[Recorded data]
========================================================================

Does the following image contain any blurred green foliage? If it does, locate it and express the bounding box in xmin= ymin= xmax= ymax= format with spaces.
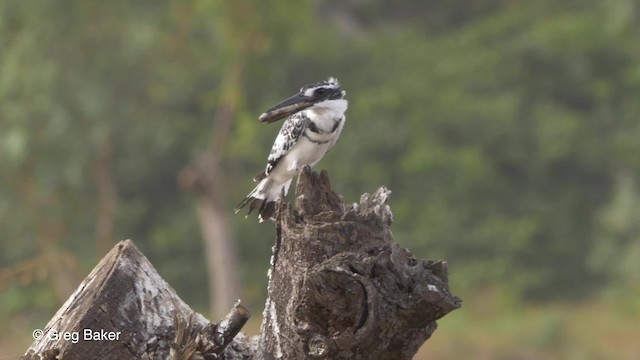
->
xmin=0 ymin=0 xmax=640 ymax=322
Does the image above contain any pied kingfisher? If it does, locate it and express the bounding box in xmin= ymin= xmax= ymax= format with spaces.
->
xmin=235 ymin=77 xmax=348 ymax=222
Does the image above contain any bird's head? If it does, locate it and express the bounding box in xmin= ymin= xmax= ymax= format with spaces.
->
xmin=259 ymin=77 xmax=347 ymax=123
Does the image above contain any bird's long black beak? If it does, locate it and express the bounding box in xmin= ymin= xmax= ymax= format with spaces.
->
xmin=258 ymin=94 xmax=313 ymax=123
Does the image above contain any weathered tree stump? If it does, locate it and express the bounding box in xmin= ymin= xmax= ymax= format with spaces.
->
xmin=23 ymin=168 xmax=461 ymax=360
xmin=22 ymin=240 xmax=257 ymax=360
xmin=258 ymin=169 xmax=461 ymax=360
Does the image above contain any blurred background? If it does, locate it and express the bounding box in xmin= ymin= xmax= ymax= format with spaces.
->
xmin=0 ymin=0 xmax=640 ymax=360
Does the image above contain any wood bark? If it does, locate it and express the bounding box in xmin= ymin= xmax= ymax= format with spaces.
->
xmin=23 ymin=168 xmax=461 ymax=360
xmin=22 ymin=240 xmax=257 ymax=360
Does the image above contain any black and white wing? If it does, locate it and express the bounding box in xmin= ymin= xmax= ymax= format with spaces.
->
xmin=253 ymin=112 xmax=309 ymax=182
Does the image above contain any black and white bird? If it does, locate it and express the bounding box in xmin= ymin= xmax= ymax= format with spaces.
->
xmin=235 ymin=77 xmax=348 ymax=222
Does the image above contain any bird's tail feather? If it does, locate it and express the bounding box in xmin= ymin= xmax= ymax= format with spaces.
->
xmin=235 ymin=178 xmax=291 ymax=222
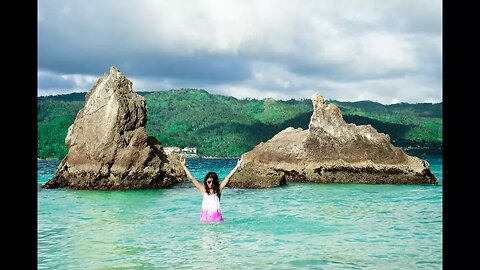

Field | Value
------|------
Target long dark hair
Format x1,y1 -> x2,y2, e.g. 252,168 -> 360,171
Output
203,172 -> 222,200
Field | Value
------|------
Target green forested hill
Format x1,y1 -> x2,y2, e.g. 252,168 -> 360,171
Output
37,89 -> 442,158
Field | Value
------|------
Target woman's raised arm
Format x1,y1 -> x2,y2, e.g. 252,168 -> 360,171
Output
220,155 -> 243,192
180,157 -> 205,195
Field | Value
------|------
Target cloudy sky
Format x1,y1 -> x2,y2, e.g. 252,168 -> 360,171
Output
38,0 -> 442,104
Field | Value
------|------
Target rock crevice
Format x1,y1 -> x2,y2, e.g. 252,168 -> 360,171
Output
43,67 -> 187,190
229,94 -> 436,188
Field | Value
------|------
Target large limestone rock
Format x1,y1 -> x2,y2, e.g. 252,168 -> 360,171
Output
43,67 -> 187,190
229,94 -> 437,188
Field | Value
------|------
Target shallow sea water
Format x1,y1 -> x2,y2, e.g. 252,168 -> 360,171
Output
37,157 -> 443,269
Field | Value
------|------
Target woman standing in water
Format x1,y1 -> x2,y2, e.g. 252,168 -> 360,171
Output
180,155 -> 243,223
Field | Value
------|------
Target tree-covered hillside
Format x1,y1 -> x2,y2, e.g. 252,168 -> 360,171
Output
37,89 -> 442,158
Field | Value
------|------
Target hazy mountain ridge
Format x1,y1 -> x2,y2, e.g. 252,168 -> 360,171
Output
37,89 -> 442,158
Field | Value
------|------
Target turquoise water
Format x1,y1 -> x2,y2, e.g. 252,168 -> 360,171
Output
38,157 -> 442,269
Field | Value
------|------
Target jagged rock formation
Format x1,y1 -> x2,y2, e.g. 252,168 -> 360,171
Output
229,94 -> 437,188
43,67 -> 187,190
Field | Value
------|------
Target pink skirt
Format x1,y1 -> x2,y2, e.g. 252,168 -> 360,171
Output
200,209 -> 223,223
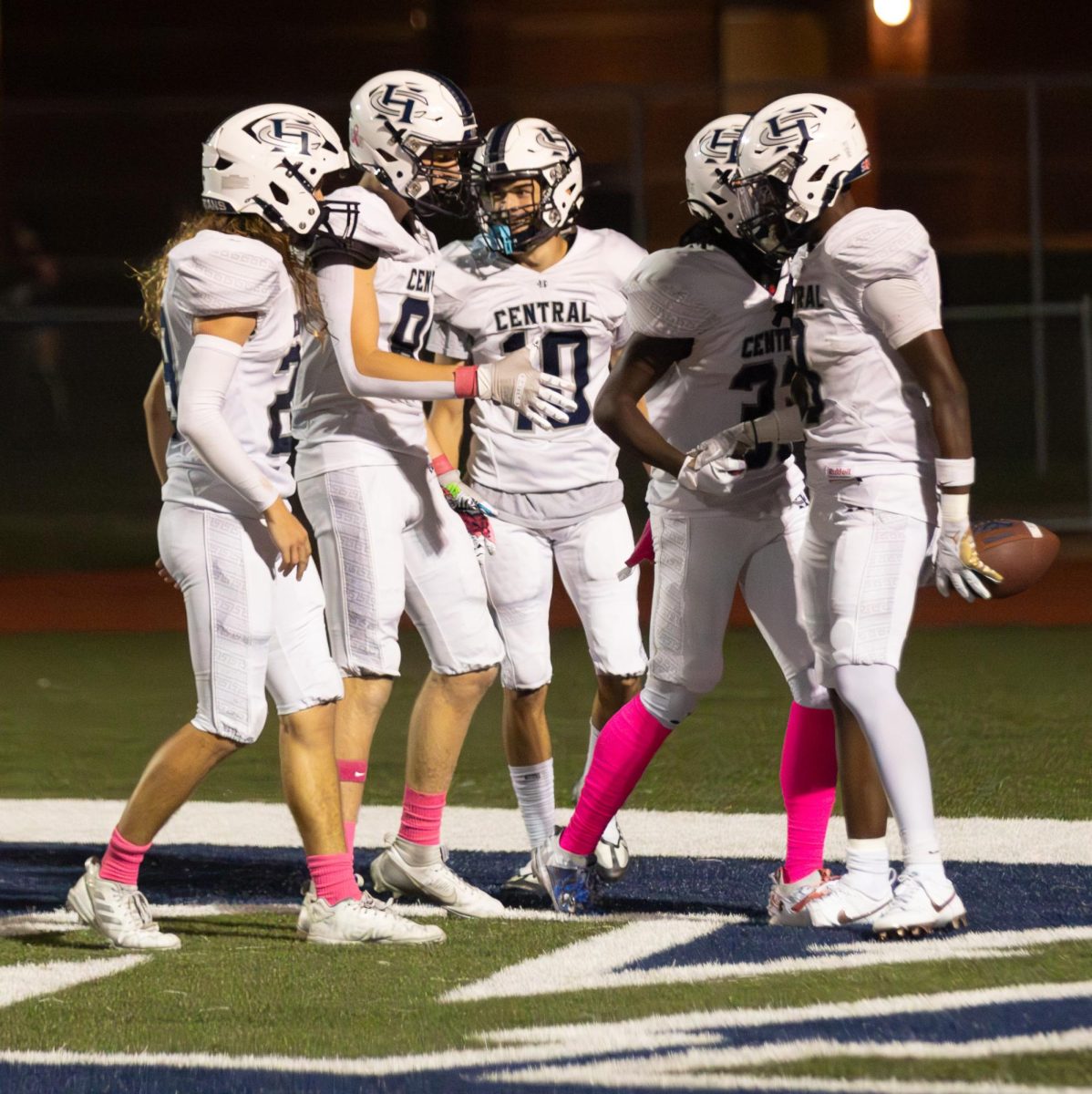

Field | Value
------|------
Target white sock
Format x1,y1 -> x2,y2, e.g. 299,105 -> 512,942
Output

========================================================================

**Problem statement:** Print every entry above again without changing a word, and omit the pictures.

**Task response:**
Does the following image contain any blurred green foliage? If it does, locate it and express the bounding box in xmin= ymin= xmax= ymax= format with spaces.
->
xmin=0 ymin=0 xmax=640 ymax=322
Does the image above contain any pied kingfisher? If it does, locate it and express the bounding box in xmin= ymin= xmax= ymax= format with spaces.
->
xmin=235 ymin=77 xmax=348 ymax=222
Does the image above contain any bird's head? If it does, locate it and express the bounding box in xmin= ymin= xmax= ymax= format with spaces.
->
xmin=259 ymin=77 xmax=347 ymax=123
Does the image above contain any bird's long black beak? If it does, locate it and express the bounding box in xmin= ymin= xmax= ymax= format with spaces.
->
xmin=258 ymin=94 xmax=313 ymax=123
Does the image above contain any weathered tree stump? If it does, locate it and express the bounding box in xmin= ymin= xmax= ymax= format with spaces.
->
xmin=23 ymin=168 xmax=461 ymax=360
xmin=22 ymin=240 xmax=257 ymax=360
xmin=258 ymin=169 xmax=461 ymax=360
Does the image above contain any blurred background? If it does, locate it and express the bounding box in xmin= ymin= xmax= ymax= format with spaces.
->
xmin=0 ymin=0 xmax=640 ymax=360
Does the image above contain any wood bark? If it does, locate it and express the bounding box in xmin= ymin= xmax= ymax= format with spaces.
->
xmin=23 ymin=168 xmax=461 ymax=360
xmin=22 ymin=240 xmax=257 ymax=360
Does the image above contain any black and white wing? If it does, locate it and express the bounding box in xmin= ymin= xmax= ymax= format with spaces.
->
xmin=253 ymin=112 xmax=309 ymax=182
Does the image above contain any black and white bird? If it does, locate it and express the bounding box in xmin= ymin= xmax= ymax= format with spaces.
->
xmin=235 ymin=77 xmax=348 ymax=222
Does the image above contain any bird's tail feather? If it does, locate it and express the bounding box in xmin= ymin= xmax= ymax= format with spaces.
->
xmin=235 ymin=178 xmax=291 ymax=222

Field | Value
------|------
Target long dark hair
Format x1,y1 -> x2,y2, e.g. 252,168 -> 360,171
Output
203,172 -> 222,200
Field | Value
------|------
Target green forested hill
Format x1,y1 -> x2,y2, e.g. 252,168 -> 360,171
Output
37,89 -> 442,158
Field | Value
------|------
Target woman's raised arm
Format x1,y1 -> x2,y2, e.g. 252,168 -> 360,171
Output
220,155 -> 243,192
180,157 -> 205,195
Field | Value
------|------
Target cloudy sky
Format x1,y1 -> x2,y2, e.g. 252,168 -> 360,171
Output
38,0 -> 442,104
Field | Value
------|------
Target rock crevice
Format x1,y1 -> x2,y2, e.g. 252,168 -> 360,171
Output
43,67 -> 187,190
229,94 -> 436,188
Field | Value
------|------
Target large limestone rock
Format x1,y1 -> x2,y2, e.g. 252,168 -> 360,171
Output
43,67 -> 187,190
229,94 -> 437,188
Field | Value
------|------
Target shallow sea water
Format x1,y1 -> x2,y2, e.g. 252,168 -> 360,171
Output
37,157 -> 443,269
Field | Value
------|------
Target woman standing in water
Format x1,y1 -> x2,y2, e.g. 252,168 -> 360,171
Output
180,155 -> 243,223
Field | Value
------|------
Target tree-covered hillside
Format x1,y1 -> x2,y2, e.g. 252,168 -> 360,171
Output
37,89 -> 442,158
Field | Value
------|------
Target hazy mountain ridge
Format x1,y1 -> x2,y2, e.g. 252,168 -> 360,171
Output
37,89 -> 442,158
Field | Value
------|------
Target turquoise water
Format x1,y1 -> x2,y2, e.g. 252,168 -> 360,171
Output
38,157 -> 442,269
Field | Value
------|------
Target jagged rock formation
Format x1,y1 -> x2,y2, e.g. 252,168 -> 360,171
Output
229,94 -> 437,188
43,67 -> 187,190
Field | Value
------|------
Target pink skirt
Format x1,y1 -> x2,y2, e.g. 252,168 -> 360,171
Output
200,209 -> 223,223

Field | Value
------|------
Target white sock
Format x1,y1 -> x2,y2, e.g. 299,105 -> 512,942
Output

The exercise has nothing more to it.